WORK ITEM —
Each line from the one containing "Guideline: for each instance of the black eyeglasses, the" through the end of the data below is to be output verbatim, with no lines added or left out.
[Opening EXTRACTED MATERIAL section]
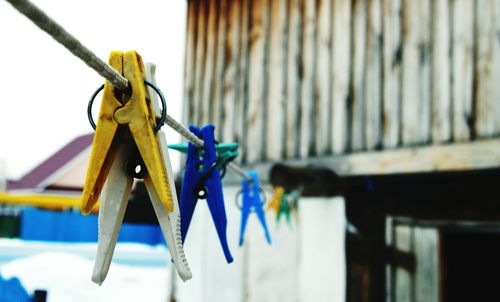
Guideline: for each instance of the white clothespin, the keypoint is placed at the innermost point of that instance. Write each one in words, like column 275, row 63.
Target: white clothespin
column 114, row 199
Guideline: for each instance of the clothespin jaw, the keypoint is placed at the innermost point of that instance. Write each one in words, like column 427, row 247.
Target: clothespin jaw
column 118, row 184
column 134, row 112
column 202, row 180
column 252, row 202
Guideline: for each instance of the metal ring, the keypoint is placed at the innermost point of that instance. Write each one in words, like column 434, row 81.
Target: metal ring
column 262, row 193
column 89, row 106
column 163, row 115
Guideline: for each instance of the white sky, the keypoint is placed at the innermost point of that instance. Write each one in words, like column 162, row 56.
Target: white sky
column 45, row 89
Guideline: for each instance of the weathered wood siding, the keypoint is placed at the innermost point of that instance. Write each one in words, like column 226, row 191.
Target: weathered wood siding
column 302, row 78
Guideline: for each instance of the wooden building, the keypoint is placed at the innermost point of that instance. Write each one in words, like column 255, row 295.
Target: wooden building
column 395, row 102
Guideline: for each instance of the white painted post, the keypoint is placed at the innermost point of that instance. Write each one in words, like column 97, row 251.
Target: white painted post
column 3, row 176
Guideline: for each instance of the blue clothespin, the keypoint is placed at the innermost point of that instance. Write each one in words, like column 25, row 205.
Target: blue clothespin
column 252, row 201
column 202, row 180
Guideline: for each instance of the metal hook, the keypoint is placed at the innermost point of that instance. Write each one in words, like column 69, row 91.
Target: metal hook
column 163, row 115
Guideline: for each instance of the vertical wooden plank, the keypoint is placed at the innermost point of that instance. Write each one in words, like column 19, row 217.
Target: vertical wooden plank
column 209, row 75
column 416, row 72
column 189, row 63
column 217, row 101
column 392, row 72
column 200, row 60
column 441, row 109
column 496, row 67
column 322, row 125
column 242, row 99
column 425, row 70
column 277, row 80
column 373, row 75
column 410, row 105
column 231, row 76
column 487, row 74
column 341, row 58
column 462, row 65
column 358, row 75
column 308, row 79
column 293, row 91
column 426, row 245
column 256, row 82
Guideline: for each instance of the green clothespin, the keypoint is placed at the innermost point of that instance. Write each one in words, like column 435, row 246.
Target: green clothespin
column 284, row 209
column 289, row 203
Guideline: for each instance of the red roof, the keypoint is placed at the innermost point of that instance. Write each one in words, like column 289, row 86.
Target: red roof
column 39, row 174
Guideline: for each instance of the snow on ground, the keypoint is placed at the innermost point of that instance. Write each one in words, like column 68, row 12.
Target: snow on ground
column 66, row 277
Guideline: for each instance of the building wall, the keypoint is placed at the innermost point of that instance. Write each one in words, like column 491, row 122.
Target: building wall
column 306, row 261
column 297, row 78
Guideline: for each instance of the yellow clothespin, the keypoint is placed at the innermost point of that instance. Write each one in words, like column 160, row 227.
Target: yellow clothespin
column 125, row 139
column 275, row 201
column 132, row 117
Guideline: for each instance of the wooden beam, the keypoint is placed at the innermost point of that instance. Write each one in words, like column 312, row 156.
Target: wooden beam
column 308, row 79
column 341, row 69
column 231, row 74
column 476, row 155
column 217, row 100
column 391, row 72
column 240, row 105
column 441, row 100
column 358, row 72
column 322, row 100
column 189, row 62
column 201, row 40
column 373, row 75
column 209, row 75
column 277, row 80
column 462, row 156
column 293, row 79
column 257, row 83
column 487, row 68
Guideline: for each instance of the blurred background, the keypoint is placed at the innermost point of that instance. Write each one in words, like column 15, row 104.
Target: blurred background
column 373, row 125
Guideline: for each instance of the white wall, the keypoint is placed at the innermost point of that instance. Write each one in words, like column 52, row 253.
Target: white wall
column 306, row 261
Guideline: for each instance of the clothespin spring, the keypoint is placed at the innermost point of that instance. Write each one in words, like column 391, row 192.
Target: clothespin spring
column 159, row 123
column 238, row 194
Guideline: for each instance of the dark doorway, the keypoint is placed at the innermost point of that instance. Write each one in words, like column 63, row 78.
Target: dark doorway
column 470, row 265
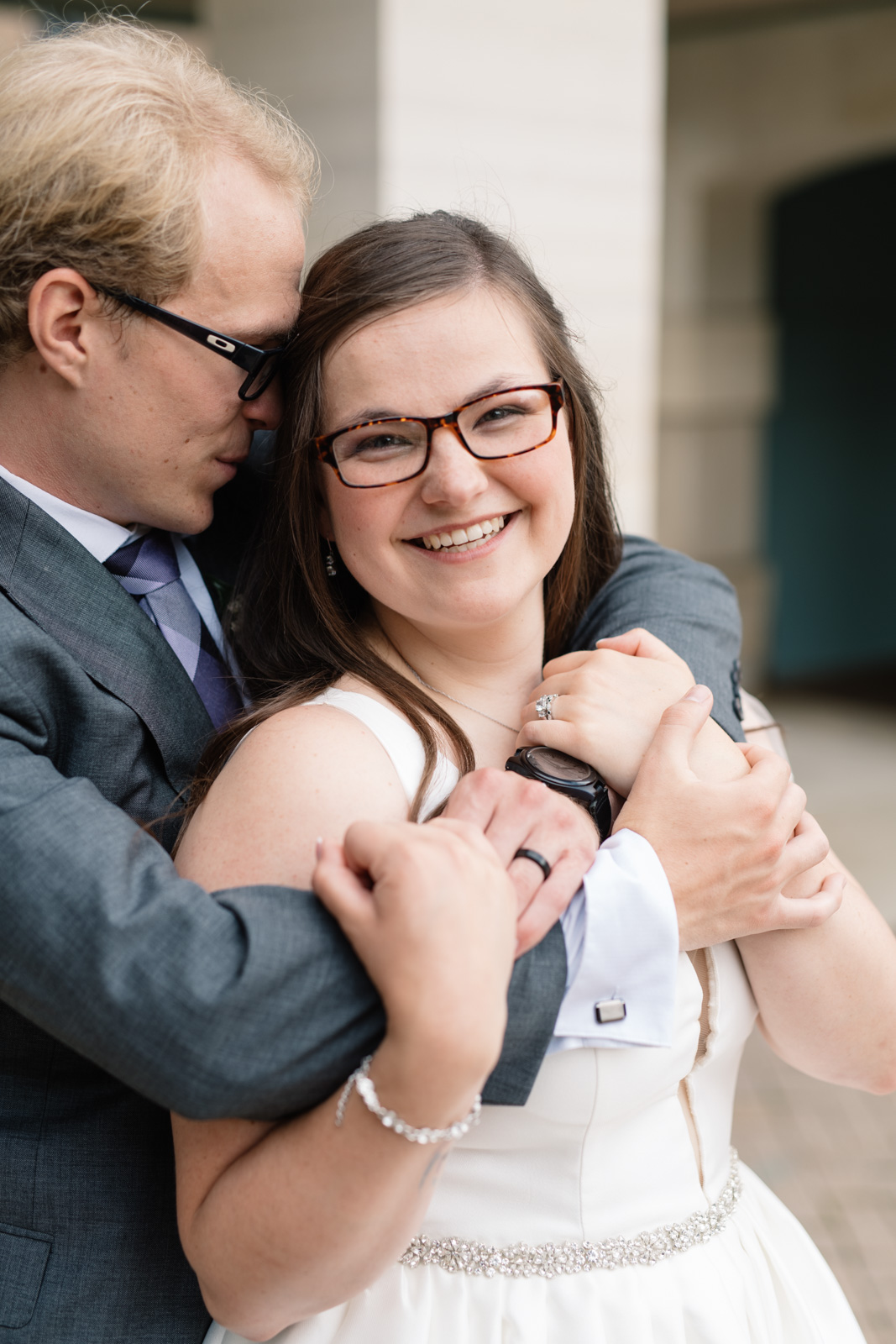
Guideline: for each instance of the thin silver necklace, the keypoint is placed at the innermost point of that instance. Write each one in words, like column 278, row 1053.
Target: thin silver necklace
column 453, row 698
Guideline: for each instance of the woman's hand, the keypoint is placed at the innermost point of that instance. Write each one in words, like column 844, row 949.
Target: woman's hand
column 432, row 913
column 610, row 701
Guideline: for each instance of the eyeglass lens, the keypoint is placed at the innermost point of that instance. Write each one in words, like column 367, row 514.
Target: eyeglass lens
column 259, row 380
column 385, row 452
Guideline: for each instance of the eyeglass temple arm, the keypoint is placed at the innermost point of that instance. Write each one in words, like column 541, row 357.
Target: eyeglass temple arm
column 238, row 353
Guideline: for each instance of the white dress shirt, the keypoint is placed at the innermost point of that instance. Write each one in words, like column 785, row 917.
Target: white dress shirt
column 621, row 931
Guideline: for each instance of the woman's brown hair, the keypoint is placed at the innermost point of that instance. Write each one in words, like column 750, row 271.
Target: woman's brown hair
column 295, row 629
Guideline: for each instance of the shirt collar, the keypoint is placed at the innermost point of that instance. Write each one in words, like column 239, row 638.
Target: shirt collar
column 98, row 535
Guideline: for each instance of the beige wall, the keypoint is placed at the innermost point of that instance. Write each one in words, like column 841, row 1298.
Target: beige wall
column 546, row 120
column 750, row 113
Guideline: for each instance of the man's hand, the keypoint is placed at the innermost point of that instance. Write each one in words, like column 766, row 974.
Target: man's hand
column 517, row 813
column 728, row 850
column 432, row 914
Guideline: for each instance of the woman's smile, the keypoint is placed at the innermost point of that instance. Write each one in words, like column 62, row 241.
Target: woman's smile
column 450, row 541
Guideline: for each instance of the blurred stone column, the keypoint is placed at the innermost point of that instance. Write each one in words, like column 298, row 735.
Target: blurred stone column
column 547, row 121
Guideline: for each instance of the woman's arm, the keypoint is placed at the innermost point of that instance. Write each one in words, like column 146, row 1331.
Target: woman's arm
column 826, row 995
column 282, row 1222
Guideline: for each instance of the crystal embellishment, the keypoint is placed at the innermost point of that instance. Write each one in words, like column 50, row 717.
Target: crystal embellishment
column 521, row 1261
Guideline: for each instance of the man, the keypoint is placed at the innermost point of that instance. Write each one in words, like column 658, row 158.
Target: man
column 132, row 168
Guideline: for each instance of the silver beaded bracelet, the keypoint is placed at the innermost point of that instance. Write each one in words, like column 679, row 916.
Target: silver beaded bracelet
column 367, row 1092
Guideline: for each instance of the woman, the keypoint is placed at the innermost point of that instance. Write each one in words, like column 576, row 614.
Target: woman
column 418, row 570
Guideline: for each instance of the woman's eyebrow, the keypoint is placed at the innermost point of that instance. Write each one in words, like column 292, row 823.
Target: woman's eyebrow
column 496, row 385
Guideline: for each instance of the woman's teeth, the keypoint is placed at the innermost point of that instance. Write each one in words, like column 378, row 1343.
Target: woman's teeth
column 464, row 538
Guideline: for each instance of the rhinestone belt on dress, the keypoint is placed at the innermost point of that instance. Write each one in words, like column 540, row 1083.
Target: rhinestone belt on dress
column 548, row 1260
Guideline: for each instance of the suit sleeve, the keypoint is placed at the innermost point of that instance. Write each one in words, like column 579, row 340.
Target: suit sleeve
column 242, row 1003
column 689, row 606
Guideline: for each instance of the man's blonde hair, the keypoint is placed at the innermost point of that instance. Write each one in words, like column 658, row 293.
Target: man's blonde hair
column 107, row 131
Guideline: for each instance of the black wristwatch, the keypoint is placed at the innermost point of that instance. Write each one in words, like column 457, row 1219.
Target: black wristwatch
column 566, row 774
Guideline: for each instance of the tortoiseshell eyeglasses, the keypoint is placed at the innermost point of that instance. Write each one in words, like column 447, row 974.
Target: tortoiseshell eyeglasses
column 385, row 452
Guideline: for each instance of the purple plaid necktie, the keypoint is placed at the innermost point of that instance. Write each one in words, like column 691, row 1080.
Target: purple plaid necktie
column 148, row 569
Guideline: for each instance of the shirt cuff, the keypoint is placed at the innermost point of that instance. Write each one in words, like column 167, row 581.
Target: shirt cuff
column 622, row 942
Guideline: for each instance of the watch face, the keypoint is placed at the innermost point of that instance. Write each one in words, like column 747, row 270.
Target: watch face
column 558, row 765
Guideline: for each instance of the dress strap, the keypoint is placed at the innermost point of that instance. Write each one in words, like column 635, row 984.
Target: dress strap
column 399, row 741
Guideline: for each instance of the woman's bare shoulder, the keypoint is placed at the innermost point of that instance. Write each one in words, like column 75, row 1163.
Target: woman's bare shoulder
column 304, row 773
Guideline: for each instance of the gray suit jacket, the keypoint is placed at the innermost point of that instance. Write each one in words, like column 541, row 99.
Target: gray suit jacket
column 127, row 991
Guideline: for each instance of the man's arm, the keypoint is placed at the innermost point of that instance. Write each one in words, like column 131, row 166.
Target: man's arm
column 689, row 606
column 246, row 1003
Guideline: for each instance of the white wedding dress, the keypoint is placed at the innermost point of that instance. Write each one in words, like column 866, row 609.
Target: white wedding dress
column 607, row 1210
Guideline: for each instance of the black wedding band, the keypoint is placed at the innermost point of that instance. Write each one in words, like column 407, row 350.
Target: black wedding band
column 537, row 858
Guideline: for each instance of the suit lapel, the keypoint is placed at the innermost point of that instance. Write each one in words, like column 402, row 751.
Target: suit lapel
column 76, row 601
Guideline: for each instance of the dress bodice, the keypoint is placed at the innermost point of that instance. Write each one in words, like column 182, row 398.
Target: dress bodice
column 620, row 1160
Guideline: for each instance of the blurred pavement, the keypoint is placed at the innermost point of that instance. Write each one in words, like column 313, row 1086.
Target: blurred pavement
column 831, row 1152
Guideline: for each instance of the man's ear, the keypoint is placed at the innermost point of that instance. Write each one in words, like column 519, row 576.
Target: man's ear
column 62, row 307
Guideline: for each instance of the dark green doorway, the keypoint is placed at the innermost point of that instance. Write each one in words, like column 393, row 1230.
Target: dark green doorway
column 832, row 449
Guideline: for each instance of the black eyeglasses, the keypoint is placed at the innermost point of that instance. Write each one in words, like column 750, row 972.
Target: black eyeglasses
column 259, row 365
column 385, row 452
[Closing EXTRACTED MATERIAL section]
WRITTEN RESPONSE —
Guideline: for each instance of the black eyeglasses, the keypoint is placed at the innermost point of that instance. Write each one in words, like column 750, row 972.
Target: black eyeglasses
column 259, row 365
column 385, row 452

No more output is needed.